### Passage
"""
Additionally, it is crucial to understand the conditions of action and the goals
towards which a particular piece of code is aimed. The “conditions” or
“goals” may be defined as givens. If directed by a project or work situation
these may often be fixed, unexaminable or relatively unchangeable. These conditions
or goals defined as givens will therefore variously limit and constrain the resultant
focus of the code and may impact directly the language choice, framework, approach
and dependencies used. They can usually be discerned in the surrounding documentation
of code or in the comments where programmers often highlight the direction of
processing and its intended function. Indeed, sometimes programmers may express their
feeling or complain about the code quite explicitly if they feel constrained by the
framework or language choice foisted upon them (see [
Berry 2011, 69]). Some organisations also have a “house style” of code, which guides the
choice of words representing variables, capitalisation, functional relations (e.g.,
internal libraries and dependencies), commenting practices and even the formatting of
the code. This may be an established or published naming and coding standard within
an organisation. But any bureaucratic discipline laid on the coding practices and
source-code format is grounded in the expectation of resistance. Indeed, source code
can sometimes reveal the pressures between technical practice and bureaucratic
limitation, most notably expressed in the comments sections, or sometimes in variable
naming. However, if the code produced is too much at variance with the style or
practices of an organisation then there can be a “return of the repressed” in
which the repressed element of the freedom of the programmer in a “house style”
"""
### Study material
"""
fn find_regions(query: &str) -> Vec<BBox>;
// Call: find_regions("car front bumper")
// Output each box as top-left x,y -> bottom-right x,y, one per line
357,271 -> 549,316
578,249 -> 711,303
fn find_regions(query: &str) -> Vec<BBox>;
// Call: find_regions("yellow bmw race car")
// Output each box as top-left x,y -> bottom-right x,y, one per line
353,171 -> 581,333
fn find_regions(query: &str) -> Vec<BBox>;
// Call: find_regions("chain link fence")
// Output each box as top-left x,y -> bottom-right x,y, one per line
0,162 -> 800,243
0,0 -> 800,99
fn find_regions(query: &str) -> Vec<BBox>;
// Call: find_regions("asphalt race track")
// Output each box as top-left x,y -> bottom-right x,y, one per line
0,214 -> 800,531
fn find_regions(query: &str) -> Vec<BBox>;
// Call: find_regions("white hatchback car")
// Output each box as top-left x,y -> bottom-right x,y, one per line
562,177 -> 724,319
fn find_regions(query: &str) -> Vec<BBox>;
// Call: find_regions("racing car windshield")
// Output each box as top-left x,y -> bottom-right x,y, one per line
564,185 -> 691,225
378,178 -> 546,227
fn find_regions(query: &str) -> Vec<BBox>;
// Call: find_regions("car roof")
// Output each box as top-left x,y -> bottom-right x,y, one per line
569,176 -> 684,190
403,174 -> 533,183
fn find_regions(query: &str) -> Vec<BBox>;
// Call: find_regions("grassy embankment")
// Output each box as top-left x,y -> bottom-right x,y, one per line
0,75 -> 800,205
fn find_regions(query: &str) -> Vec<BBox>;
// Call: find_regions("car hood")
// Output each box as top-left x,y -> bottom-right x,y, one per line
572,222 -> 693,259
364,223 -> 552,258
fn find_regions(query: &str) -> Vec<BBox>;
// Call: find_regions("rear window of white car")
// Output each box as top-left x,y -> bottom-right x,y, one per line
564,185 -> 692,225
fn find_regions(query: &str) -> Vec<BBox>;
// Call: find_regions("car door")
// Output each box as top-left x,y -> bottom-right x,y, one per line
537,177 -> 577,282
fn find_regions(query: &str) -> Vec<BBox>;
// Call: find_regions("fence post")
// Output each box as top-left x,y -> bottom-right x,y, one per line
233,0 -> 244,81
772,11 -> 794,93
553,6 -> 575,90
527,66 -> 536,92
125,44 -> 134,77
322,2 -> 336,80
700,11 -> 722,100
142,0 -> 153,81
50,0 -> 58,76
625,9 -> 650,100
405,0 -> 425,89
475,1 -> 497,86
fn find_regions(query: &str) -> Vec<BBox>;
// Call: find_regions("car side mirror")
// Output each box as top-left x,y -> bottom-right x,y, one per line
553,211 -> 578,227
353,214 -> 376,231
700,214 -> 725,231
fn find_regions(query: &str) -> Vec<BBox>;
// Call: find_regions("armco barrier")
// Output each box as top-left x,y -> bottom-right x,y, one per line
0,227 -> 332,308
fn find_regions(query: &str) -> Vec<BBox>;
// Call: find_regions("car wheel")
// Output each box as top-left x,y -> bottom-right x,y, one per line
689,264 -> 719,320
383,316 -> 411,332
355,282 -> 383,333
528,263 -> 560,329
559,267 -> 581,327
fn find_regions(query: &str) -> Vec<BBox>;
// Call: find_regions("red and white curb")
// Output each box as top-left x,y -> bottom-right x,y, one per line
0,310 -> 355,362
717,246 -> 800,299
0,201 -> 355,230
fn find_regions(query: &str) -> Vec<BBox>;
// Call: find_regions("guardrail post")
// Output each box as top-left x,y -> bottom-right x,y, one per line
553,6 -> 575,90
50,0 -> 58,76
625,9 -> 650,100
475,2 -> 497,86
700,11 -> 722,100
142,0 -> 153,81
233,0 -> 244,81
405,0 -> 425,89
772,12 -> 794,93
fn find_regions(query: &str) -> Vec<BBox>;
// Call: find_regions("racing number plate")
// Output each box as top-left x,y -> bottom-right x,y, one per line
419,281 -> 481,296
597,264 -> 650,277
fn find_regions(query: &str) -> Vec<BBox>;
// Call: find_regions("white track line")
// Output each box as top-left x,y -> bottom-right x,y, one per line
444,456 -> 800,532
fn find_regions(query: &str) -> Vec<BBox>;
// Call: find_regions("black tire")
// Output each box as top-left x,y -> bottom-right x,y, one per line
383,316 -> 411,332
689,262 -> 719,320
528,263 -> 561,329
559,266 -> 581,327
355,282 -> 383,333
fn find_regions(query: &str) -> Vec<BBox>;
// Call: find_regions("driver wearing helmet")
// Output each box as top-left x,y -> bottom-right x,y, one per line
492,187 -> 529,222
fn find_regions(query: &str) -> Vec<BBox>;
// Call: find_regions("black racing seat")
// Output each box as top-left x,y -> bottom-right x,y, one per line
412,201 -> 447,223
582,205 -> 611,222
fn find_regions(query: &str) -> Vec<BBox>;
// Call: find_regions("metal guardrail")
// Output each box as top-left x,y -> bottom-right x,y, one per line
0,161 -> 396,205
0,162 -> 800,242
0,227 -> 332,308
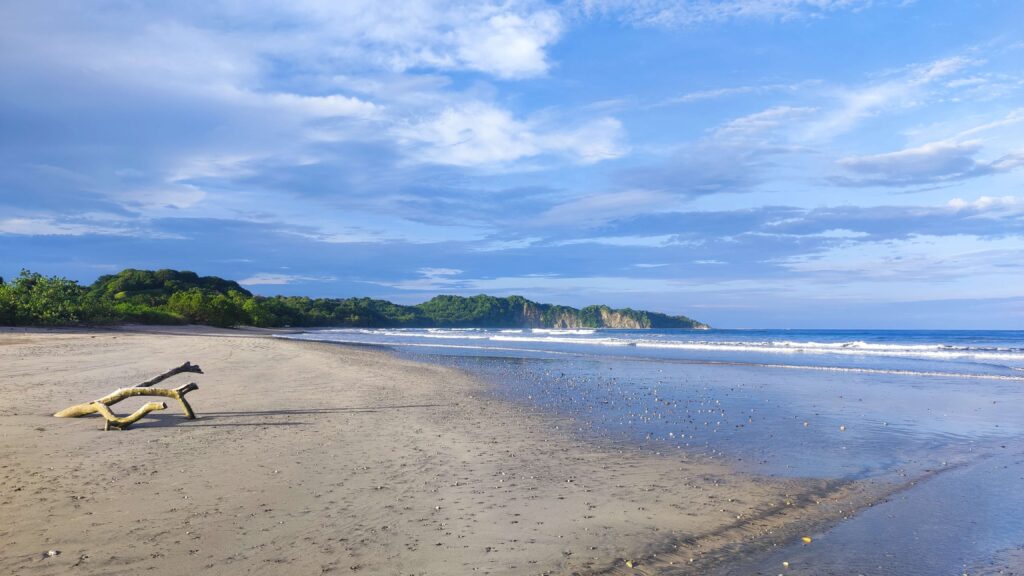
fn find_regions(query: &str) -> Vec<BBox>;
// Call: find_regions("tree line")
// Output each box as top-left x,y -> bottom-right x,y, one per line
"""
### Task requirements
1/ In the passage on source code, where can a code's conditions and goals usually be found?
2/ Extend the passage on source code and "house style" from the point where it stops, keeping its tone and line of argument.

### Exercise responses
1/ In the surrounding documentation of the code or in the comments.

2/
may manifest itself in idiosyncratic code or resistance expressed in the coding (see
[
Berry 2011, 68–70]). Indeed, the fundamental repression on
which bureaucratic organisations are based on, in terms of standardisation and
process management, may surface when programmers stray too far from the limits set by
organisations and result in heavy-handed responses including possible expulsion of
the programmer from a project, or even their termination of employment. Hence, to
avoid conflict in technical work such as programming a certain degree of autonomy
tends to be present and the bureaucratic concern with the software may leave the
technical process to the programmer and confine judgement to the appraisal of the
final code product. By the means of assessment by result, normal bureaucratic
management can be maintained over software development. This is helpful for critical
code studies as within the source code there can often be traces left behind which
give clues as to the way in which a particular algorithm was formulated, the
assumptions or limitations of the code, and occasionally the conflictual aspects of
code-writing which are documented in comments.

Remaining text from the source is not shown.